Exercise brief: Could the data below be copied out in full, word for word?

Provided information:
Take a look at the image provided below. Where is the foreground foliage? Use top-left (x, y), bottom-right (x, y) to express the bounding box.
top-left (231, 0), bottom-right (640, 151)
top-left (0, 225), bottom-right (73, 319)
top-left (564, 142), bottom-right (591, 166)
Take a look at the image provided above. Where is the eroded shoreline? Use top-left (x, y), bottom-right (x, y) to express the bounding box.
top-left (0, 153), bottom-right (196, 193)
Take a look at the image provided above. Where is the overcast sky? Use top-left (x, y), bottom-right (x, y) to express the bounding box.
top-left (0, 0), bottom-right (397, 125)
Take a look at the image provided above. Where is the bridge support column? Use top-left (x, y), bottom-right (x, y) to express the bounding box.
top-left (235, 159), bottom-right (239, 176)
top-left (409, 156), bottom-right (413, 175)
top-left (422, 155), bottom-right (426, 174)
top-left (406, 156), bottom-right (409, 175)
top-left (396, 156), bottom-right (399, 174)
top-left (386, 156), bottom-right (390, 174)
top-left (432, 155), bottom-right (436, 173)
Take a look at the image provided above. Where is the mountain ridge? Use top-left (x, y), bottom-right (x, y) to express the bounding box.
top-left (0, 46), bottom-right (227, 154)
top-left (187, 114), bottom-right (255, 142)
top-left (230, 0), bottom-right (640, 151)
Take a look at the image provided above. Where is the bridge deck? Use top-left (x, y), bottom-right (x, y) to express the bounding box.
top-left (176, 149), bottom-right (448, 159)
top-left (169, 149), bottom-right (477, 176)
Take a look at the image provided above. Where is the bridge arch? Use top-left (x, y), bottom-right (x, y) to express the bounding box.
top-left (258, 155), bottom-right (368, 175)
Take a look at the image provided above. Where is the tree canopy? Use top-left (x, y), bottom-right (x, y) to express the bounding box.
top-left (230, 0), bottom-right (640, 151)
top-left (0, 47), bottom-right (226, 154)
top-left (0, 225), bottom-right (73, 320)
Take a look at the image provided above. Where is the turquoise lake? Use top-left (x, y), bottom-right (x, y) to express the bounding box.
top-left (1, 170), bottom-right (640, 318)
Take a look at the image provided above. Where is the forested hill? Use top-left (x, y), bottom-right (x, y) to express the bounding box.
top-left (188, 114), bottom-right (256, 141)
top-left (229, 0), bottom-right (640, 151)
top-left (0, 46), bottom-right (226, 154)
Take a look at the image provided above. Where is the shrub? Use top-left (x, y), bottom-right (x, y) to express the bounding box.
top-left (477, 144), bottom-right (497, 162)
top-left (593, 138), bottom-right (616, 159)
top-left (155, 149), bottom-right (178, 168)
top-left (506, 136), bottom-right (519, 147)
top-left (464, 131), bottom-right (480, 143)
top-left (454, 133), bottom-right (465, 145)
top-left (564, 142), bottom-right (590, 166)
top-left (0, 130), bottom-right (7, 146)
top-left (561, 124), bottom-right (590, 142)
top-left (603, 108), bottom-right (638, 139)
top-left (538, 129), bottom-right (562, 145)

Solution:
Take a look at the image provided below. Where is the foreground foliage? Use top-left (x, y), bottom-right (x, y) to express the bounding box.
top-left (231, 0), bottom-right (640, 151)
top-left (0, 225), bottom-right (73, 319)
top-left (564, 142), bottom-right (591, 166)
Take a look at the image provided above. Where is the eroded shoreline? Use top-left (x, y), bottom-right (x, y) to express the bounding box.
top-left (0, 153), bottom-right (196, 193)
Take a look at the image provided above. Where is the overcast sky? Use top-left (x, y), bottom-right (x, y) to express the bounding box.
top-left (0, 0), bottom-right (397, 125)
Take a look at the image provided above. Where is the bridge support column? Use top-left (x, y), bottom-right (x, y) to express the bounding box.
top-left (235, 159), bottom-right (239, 176)
top-left (409, 156), bottom-right (413, 175)
top-left (422, 155), bottom-right (426, 174)
top-left (406, 156), bottom-right (409, 175)
top-left (396, 156), bottom-right (399, 174)
top-left (386, 156), bottom-right (390, 174)
top-left (432, 155), bottom-right (436, 173)
Take a look at the image provided above. Where is the mountain ridge? Use top-left (x, y), bottom-right (x, y) to express the bounding box.
top-left (0, 46), bottom-right (227, 154)
top-left (187, 114), bottom-right (255, 142)
top-left (230, 0), bottom-right (640, 151)
Take a look at the image provided above. Where is the bridge deck? Use top-left (x, y), bottom-right (x, y) to express the bounding box.
top-left (176, 149), bottom-right (448, 159)
top-left (169, 149), bottom-right (477, 176)
Take a look at the image provided above. Where is the bridge arch? Use top-left (x, y), bottom-right (x, y) to express the bounding box.
top-left (258, 155), bottom-right (368, 175)
Take a look at the image provided above. Where is the tree canopy? Use top-left (x, y), bottom-right (x, y) to express the bounding box.
top-left (230, 0), bottom-right (640, 151)
top-left (0, 47), bottom-right (226, 154)
top-left (0, 225), bottom-right (73, 320)
Take a look at the image provided above. Where is the turquoise lake? Use top-left (x, y), bottom-right (x, y) to express the bounding box.
top-left (1, 170), bottom-right (640, 318)
Take a look at the image provided above. Where is the forested hill? Use top-left (x, y), bottom-right (x, y) to express the bounding box.
top-left (188, 114), bottom-right (256, 141)
top-left (229, 0), bottom-right (640, 151)
top-left (0, 46), bottom-right (226, 154)
Take a look at the image provided above. Where is the shrub? Use top-left (x, y), bottom-right (x, y) to express the bounding box.
top-left (477, 144), bottom-right (497, 162)
top-left (593, 138), bottom-right (616, 159)
top-left (155, 149), bottom-right (178, 168)
top-left (506, 136), bottom-right (519, 147)
top-left (464, 131), bottom-right (480, 143)
top-left (454, 133), bottom-right (465, 145)
top-left (564, 142), bottom-right (590, 166)
top-left (0, 130), bottom-right (7, 146)
top-left (561, 124), bottom-right (590, 142)
top-left (603, 108), bottom-right (638, 139)
top-left (538, 129), bottom-right (562, 145)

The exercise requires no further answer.